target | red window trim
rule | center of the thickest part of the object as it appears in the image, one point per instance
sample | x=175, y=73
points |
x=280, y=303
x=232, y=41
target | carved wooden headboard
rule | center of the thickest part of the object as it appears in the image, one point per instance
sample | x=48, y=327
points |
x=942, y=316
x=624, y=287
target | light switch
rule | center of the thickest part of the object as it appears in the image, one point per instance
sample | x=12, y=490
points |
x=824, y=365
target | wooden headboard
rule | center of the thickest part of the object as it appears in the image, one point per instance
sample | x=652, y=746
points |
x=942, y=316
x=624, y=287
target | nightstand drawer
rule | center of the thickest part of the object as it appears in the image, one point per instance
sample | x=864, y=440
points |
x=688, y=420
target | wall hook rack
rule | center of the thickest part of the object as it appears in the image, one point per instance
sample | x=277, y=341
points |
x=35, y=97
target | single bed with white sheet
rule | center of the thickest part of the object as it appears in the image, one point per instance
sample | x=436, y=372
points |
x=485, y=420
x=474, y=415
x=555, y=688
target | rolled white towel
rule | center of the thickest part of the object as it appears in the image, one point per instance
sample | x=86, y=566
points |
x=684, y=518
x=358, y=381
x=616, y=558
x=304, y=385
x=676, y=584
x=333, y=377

#### [WHAT TO DO]
Copy out every one of the lines above, word for word and in the same order.

#### [EXERCISE SOLUTION]
target | red window trim
rule | center of the thickest part of the object as it appears in the image, one point per instance
sample | x=175, y=73
points |
x=280, y=303
x=232, y=41
target | carved wooden headboard
rule | center of the thickest part of the object as it appears in the image, one point per instance
sample | x=48, y=327
points |
x=942, y=316
x=624, y=287
target | light switch
rule | center of the thickest part of the object as it appears in the image, one point per instance
sample | x=12, y=490
points |
x=824, y=365
target | wooden headboard
rule | center of the thickest part of the object as it appears in the image, one point per instance
sample | x=652, y=746
points |
x=942, y=316
x=624, y=287
target | nightstand drawer
rule | center of the thickest part of the object as it appears in the image, one point per instance
sample | x=864, y=440
points |
x=688, y=420
target | wall hook rack
rule | center of the thickest part of the object as it appears in the image, one point per instance
sample | x=277, y=341
points |
x=35, y=97
target | single bed with white sheet
rule | center of the thickest part of the object as it appears in the image, one point per instance
sample | x=436, y=372
points |
x=485, y=420
x=474, y=415
x=555, y=688
target | rolled white towel
rule | center of the thickest part of the object as it appears in the image, one point per instance
sample | x=86, y=566
points |
x=684, y=518
x=358, y=381
x=616, y=558
x=304, y=385
x=676, y=584
x=333, y=377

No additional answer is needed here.